-- TASK INSTRUCTIONS --
Repeat exactly the lines that run from the one containing "with glass panel." to the end of the data, and leave out all others.

(Labeled-object pointing entries)
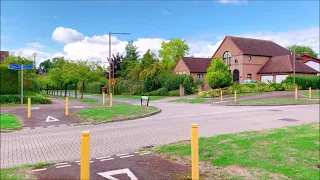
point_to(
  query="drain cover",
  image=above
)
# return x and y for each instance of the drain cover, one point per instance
(288, 119)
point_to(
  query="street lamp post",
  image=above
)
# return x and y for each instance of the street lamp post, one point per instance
(111, 62)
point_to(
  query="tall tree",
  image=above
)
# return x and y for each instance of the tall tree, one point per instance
(301, 49)
(171, 51)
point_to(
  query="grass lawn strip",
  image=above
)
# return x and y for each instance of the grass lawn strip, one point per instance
(21, 172)
(313, 94)
(189, 100)
(286, 153)
(9, 122)
(274, 101)
(122, 110)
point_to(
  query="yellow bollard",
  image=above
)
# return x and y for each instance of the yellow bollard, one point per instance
(309, 92)
(110, 99)
(194, 152)
(67, 106)
(29, 108)
(103, 98)
(85, 156)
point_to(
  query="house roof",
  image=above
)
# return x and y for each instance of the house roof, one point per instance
(284, 64)
(259, 47)
(195, 64)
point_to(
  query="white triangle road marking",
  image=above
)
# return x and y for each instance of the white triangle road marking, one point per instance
(51, 119)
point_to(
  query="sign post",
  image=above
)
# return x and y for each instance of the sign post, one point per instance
(20, 67)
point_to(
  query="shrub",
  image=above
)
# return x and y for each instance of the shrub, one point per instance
(305, 81)
(9, 80)
(218, 75)
(14, 98)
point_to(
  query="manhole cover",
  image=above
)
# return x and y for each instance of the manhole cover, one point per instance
(288, 119)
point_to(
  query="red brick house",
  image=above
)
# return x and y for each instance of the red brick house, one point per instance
(261, 60)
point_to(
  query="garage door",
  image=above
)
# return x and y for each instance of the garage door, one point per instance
(266, 79)
(280, 78)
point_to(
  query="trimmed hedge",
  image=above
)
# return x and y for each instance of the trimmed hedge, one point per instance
(304, 82)
(15, 99)
(9, 80)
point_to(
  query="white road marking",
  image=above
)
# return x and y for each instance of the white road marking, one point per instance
(60, 164)
(106, 159)
(63, 166)
(126, 156)
(122, 154)
(51, 119)
(109, 174)
(36, 170)
(103, 157)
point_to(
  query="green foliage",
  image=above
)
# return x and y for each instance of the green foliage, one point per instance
(218, 75)
(94, 88)
(15, 99)
(300, 49)
(9, 80)
(171, 51)
(304, 82)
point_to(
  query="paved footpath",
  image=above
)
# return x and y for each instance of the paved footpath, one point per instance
(58, 144)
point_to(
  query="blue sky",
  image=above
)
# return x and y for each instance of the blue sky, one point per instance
(29, 25)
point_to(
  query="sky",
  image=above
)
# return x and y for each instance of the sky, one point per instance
(79, 29)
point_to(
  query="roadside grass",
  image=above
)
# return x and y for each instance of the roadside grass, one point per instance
(9, 121)
(121, 110)
(189, 100)
(274, 101)
(286, 153)
(21, 172)
(313, 94)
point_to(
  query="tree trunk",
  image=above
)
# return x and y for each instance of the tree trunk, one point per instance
(65, 89)
(75, 92)
(82, 89)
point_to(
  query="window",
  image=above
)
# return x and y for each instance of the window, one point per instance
(227, 57)
(200, 77)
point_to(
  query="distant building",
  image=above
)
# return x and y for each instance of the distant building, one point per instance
(3, 55)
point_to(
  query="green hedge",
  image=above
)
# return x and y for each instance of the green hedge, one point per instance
(16, 99)
(304, 82)
(94, 88)
(9, 80)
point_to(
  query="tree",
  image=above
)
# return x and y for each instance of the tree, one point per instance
(218, 75)
(171, 51)
(300, 49)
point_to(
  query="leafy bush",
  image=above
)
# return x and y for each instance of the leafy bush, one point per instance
(218, 75)
(94, 88)
(14, 98)
(304, 82)
(9, 80)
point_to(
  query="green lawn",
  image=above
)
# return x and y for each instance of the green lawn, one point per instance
(9, 121)
(287, 153)
(123, 110)
(21, 172)
(275, 101)
(151, 98)
(313, 94)
(189, 100)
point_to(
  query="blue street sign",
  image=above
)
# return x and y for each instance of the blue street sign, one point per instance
(18, 66)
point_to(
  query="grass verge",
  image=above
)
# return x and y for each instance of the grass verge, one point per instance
(286, 153)
(313, 94)
(274, 101)
(189, 100)
(9, 122)
(21, 172)
(112, 113)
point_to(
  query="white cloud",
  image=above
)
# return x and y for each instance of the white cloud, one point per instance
(66, 35)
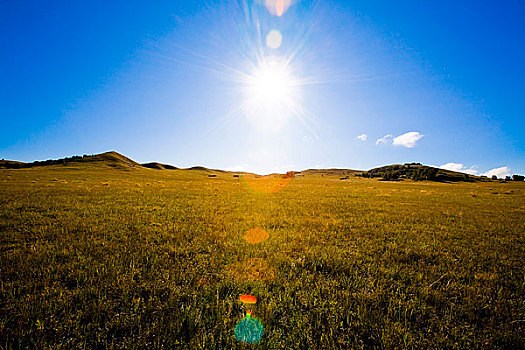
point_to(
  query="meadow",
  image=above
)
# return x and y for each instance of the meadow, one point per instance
(96, 257)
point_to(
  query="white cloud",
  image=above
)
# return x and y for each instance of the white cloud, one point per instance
(384, 139)
(239, 168)
(408, 139)
(459, 167)
(499, 172)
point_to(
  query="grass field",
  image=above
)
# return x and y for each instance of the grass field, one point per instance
(93, 257)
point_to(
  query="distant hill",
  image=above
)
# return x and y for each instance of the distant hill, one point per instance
(417, 172)
(111, 159)
(159, 166)
(336, 172)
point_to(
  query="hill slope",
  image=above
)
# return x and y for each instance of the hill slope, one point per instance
(416, 171)
(112, 159)
(159, 166)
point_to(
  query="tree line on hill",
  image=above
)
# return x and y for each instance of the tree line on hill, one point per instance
(418, 172)
(61, 161)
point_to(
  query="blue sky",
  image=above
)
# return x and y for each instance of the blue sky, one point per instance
(188, 83)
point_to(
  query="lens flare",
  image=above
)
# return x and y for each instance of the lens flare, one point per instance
(274, 39)
(266, 184)
(277, 7)
(248, 299)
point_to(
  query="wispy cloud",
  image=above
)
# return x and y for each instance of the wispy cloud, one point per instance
(408, 139)
(499, 172)
(459, 167)
(239, 168)
(384, 139)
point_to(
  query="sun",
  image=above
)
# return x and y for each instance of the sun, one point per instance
(271, 83)
(271, 93)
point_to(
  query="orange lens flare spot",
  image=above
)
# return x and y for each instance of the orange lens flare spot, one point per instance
(277, 7)
(256, 235)
(248, 299)
(267, 184)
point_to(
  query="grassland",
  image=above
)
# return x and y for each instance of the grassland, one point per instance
(93, 257)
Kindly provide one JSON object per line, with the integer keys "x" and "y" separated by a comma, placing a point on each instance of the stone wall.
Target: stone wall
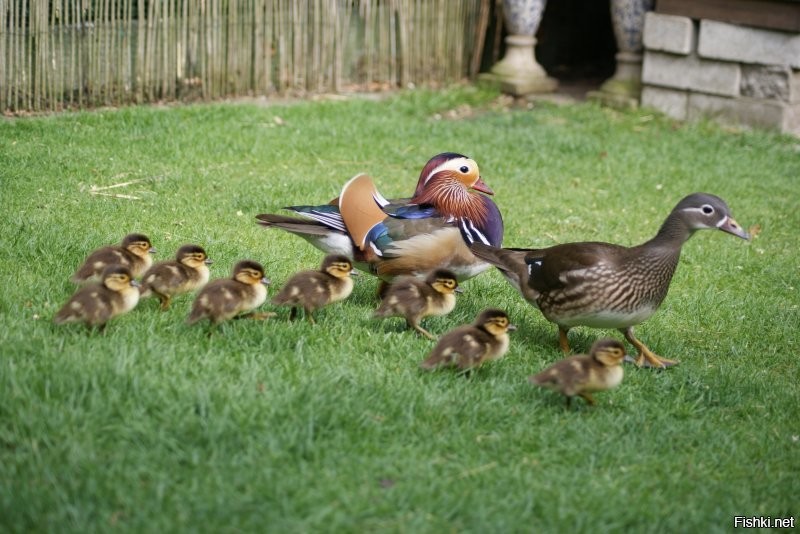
{"x": 730, "y": 73}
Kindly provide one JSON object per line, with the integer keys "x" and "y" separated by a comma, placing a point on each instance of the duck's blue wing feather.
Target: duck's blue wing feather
{"x": 327, "y": 214}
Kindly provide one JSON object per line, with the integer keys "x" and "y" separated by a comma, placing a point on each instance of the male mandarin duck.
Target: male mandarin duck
{"x": 601, "y": 285}
{"x": 188, "y": 272}
{"x": 406, "y": 236}
{"x": 225, "y": 298}
{"x": 584, "y": 374}
{"x": 134, "y": 252}
{"x": 468, "y": 347}
{"x": 98, "y": 302}
{"x": 312, "y": 290}
{"x": 413, "y": 299}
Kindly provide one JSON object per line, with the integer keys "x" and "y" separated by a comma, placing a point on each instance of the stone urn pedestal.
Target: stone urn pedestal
{"x": 518, "y": 73}
{"x": 624, "y": 89}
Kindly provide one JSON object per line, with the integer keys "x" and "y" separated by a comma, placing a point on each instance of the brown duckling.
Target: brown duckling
{"x": 188, "y": 272}
{"x": 225, "y": 298}
{"x": 584, "y": 374}
{"x": 134, "y": 253}
{"x": 414, "y": 299}
{"x": 469, "y": 346}
{"x": 312, "y": 290}
{"x": 98, "y": 302}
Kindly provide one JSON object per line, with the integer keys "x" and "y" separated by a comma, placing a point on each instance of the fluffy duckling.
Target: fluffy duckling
{"x": 134, "y": 253}
{"x": 226, "y": 298}
{"x": 582, "y": 375}
{"x": 414, "y": 299}
{"x": 312, "y": 290}
{"x": 188, "y": 272}
{"x": 469, "y": 346}
{"x": 96, "y": 303}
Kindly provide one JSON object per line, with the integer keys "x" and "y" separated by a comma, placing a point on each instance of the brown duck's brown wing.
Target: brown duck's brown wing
{"x": 464, "y": 347}
{"x": 549, "y": 268}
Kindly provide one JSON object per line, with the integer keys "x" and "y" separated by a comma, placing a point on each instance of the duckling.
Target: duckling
{"x": 582, "y": 375}
{"x": 312, "y": 290}
{"x": 469, "y": 346}
{"x": 225, "y": 298}
{"x": 187, "y": 273}
{"x": 414, "y": 299}
{"x": 134, "y": 252}
{"x": 97, "y": 302}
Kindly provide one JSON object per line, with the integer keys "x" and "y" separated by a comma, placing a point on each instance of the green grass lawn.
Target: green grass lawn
{"x": 275, "y": 426}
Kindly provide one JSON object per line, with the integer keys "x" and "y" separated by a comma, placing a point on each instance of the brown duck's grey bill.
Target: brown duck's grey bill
{"x": 732, "y": 227}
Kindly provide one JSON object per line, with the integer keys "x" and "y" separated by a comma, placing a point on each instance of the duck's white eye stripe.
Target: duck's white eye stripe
{"x": 380, "y": 199}
{"x": 449, "y": 164}
{"x": 334, "y": 220}
{"x": 465, "y": 231}
{"x": 375, "y": 249}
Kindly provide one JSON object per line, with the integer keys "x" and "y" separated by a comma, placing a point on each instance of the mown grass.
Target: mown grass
{"x": 287, "y": 427}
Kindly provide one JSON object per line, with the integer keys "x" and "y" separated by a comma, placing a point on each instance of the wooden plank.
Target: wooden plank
{"x": 773, "y": 15}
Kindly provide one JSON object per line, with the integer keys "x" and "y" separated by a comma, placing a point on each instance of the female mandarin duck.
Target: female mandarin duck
{"x": 188, "y": 272}
{"x": 96, "y": 303}
{"x": 134, "y": 252}
{"x": 312, "y": 290}
{"x": 407, "y": 236}
{"x": 470, "y": 346}
{"x": 601, "y": 285}
{"x": 413, "y": 299}
{"x": 584, "y": 374}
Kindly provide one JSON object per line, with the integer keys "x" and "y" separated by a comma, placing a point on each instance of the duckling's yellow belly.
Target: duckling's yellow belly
{"x": 609, "y": 378}
{"x": 257, "y": 296}
{"x": 130, "y": 298}
{"x": 341, "y": 289}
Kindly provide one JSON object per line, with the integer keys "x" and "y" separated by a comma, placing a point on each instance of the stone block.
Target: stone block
{"x": 669, "y": 33}
{"x": 671, "y": 102}
{"x": 743, "y": 111}
{"x": 770, "y": 82}
{"x": 692, "y": 73}
{"x": 729, "y": 42}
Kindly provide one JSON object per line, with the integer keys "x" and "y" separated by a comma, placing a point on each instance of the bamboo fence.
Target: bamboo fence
{"x": 57, "y": 54}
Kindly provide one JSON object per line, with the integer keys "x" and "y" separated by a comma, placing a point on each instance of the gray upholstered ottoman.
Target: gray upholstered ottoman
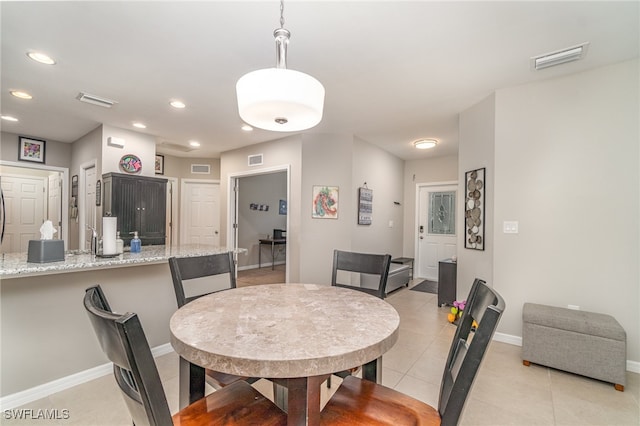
{"x": 585, "y": 343}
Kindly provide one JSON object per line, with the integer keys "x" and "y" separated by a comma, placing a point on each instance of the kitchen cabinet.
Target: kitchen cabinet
{"x": 139, "y": 203}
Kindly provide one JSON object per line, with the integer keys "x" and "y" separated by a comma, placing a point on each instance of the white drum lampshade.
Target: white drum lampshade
{"x": 280, "y": 100}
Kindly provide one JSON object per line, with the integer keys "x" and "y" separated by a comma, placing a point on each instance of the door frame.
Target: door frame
{"x": 183, "y": 205}
{"x": 65, "y": 191}
{"x": 416, "y": 221}
{"x": 173, "y": 211}
{"x": 232, "y": 206}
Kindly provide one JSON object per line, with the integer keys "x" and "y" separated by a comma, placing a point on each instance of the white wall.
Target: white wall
{"x": 326, "y": 161}
{"x": 383, "y": 174}
{"x": 567, "y": 169}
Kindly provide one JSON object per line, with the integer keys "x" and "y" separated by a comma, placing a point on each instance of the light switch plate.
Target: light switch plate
{"x": 510, "y": 227}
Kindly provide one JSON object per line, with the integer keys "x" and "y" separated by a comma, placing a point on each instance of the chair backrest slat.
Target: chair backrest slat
{"x": 364, "y": 263}
{"x": 123, "y": 340}
{"x": 485, "y": 307}
{"x": 191, "y": 268}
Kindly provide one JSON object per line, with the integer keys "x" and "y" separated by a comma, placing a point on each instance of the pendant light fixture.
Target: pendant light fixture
{"x": 279, "y": 99}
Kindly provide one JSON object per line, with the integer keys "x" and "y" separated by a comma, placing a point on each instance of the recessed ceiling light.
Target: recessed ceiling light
{"x": 41, "y": 57}
{"x": 20, "y": 94}
{"x": 425, "y": 143}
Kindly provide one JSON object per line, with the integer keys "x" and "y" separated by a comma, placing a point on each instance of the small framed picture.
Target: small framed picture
{"x": 31, "y": 150}
{"x": 159, "y": 164}
{"x": 325, "y": 202}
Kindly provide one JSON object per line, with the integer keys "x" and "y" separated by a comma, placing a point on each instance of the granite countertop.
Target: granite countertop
{"x": 15, "y": 265}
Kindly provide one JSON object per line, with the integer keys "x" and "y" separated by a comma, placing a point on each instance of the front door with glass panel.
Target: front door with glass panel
{"x": 436, "y": 238}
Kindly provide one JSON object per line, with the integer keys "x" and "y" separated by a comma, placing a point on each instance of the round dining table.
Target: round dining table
{"x": 294, "y": 334}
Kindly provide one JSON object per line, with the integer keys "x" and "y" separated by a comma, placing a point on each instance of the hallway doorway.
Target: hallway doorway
{"x": 258, "y": 210}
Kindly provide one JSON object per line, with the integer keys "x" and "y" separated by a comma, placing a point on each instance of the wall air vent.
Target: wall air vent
{"x": 255, "y": 160}
{"x": 559, "y": 57}
{"x": 95, "y": 100}
{"x": 201, "y": 169}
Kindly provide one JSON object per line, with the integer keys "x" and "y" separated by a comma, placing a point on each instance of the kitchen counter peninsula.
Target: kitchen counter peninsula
{"x": 47, "y": 342}
{"x": 15, "y": 265}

-- RESULT OF THIS EXERCISE --
Kindly provide one JSON object per line, with the integer keys "x" and "y" separated by a comma, placing a point on each instance of the front door with glass panel.
Target: front door with glass panel
{"x": 436, "y": 238}
Kindly provide one JSON object per line, with the integer keys "x" and "y" separated by a comma, placing a point on each instance of the round dining table.
Target: round dining table
{"x": 294, "y": 334}
Kindly provide one JSON object per line, with the integer keys "x" and "y" separated by a comma, placing a point on each instance of the hallway doorway.
Target: hallway doorway
{"x": 258, "y": 210}
Kindly provide one JSON object per line, with the integer keys "x" and "y" separated by a comma, placing a point on each instance of the wall air vent.
Target: wall air vent
{"x": 255, "y": 160}
{"x": 559, "y": 57}
{"x": 95, "y": 100}
{"x": 201, "y": 169}
Kindly provide one JSON object per line, with the integer keys "x" and "y" separated by a comma, placing a point on each instance of the kitchen counter peninsula.
Target: kitchen counter peninsula
{"x": 47, "y": 342}
{"x": 15, "y": 265}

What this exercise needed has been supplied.